**What is needed**
Retrieve every line of the data holding the word "query".

**Recorded information**
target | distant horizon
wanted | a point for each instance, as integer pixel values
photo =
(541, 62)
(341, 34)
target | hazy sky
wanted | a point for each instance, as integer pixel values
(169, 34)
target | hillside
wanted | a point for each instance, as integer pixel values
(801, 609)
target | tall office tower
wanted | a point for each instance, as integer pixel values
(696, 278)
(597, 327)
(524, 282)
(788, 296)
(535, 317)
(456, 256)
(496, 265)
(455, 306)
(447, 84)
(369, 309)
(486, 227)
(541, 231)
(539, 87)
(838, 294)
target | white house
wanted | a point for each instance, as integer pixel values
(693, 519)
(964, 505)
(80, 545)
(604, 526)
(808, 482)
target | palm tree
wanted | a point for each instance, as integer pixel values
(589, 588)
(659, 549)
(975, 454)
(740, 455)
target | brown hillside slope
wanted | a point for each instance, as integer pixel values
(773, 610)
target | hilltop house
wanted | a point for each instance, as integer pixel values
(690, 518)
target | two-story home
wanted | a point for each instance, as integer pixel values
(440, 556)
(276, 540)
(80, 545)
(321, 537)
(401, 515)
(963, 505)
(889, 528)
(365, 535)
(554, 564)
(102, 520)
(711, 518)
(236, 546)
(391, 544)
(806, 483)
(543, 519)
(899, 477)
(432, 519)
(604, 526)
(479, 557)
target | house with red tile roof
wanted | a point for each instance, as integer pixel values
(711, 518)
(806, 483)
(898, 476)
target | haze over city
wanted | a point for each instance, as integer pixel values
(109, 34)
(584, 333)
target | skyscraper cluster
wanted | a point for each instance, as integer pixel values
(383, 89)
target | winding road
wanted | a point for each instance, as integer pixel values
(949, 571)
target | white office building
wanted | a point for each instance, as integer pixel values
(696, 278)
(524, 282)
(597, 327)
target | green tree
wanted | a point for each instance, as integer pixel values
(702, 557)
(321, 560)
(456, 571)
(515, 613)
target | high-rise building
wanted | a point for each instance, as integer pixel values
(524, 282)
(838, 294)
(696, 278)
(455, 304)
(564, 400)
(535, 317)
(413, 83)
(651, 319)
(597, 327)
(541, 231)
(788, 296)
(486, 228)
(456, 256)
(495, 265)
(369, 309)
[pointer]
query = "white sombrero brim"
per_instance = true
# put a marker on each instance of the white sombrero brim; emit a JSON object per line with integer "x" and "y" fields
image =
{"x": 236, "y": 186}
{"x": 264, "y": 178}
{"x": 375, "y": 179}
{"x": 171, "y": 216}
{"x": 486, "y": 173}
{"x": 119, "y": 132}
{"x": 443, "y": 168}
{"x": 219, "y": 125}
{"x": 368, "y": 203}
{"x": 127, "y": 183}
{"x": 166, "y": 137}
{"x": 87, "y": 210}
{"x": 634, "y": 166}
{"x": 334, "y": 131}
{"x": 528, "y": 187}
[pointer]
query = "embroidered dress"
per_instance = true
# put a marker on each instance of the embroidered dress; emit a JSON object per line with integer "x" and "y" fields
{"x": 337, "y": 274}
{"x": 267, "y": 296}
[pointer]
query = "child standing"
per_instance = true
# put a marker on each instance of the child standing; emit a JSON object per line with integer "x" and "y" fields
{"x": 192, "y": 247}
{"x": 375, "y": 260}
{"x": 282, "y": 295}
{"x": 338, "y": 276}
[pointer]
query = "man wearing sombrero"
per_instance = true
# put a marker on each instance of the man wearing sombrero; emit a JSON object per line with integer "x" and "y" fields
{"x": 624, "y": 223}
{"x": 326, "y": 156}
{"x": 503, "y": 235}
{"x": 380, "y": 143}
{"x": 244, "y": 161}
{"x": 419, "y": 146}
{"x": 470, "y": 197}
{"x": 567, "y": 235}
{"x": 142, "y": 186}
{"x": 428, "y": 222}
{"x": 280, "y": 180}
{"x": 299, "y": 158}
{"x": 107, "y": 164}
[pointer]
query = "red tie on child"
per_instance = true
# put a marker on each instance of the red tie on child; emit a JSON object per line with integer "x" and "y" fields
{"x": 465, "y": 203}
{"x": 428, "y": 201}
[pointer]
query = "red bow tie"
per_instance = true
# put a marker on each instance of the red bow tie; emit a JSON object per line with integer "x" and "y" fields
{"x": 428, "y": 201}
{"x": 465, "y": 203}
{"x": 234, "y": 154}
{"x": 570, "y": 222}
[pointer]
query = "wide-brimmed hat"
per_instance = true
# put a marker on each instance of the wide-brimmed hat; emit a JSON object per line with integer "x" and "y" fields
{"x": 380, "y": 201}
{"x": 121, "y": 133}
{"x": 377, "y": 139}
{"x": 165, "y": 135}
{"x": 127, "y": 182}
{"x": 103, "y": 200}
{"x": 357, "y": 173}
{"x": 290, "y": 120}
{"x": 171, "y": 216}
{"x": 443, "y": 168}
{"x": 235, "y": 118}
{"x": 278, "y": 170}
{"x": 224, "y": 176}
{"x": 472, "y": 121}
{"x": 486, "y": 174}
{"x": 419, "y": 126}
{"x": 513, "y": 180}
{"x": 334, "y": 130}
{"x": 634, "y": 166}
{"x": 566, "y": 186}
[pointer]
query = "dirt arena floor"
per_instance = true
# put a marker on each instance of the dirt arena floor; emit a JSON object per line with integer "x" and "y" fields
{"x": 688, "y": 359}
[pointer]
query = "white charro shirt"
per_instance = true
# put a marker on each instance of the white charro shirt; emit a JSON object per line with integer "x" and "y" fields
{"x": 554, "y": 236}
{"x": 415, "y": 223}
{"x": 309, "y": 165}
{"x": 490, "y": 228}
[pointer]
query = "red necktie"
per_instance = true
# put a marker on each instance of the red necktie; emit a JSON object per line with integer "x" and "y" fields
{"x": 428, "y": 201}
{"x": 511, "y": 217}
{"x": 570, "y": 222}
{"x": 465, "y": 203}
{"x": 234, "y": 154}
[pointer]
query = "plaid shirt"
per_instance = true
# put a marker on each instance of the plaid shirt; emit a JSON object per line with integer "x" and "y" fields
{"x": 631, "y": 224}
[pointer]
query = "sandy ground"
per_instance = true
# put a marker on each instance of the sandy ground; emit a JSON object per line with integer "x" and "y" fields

**Expected answer**
query = "white sombrero brim"
query = "embroidered dress"
query = "child standing"
query = "man wearing sombrero"
query = "red tie on child"
query = "red bow tie"
query = "wide-brimmed hat"
query = "dirt arena floor"
query = "white charro shirt"
query = "red necktie"
query = "plaid shirt"
query = "sandy ground"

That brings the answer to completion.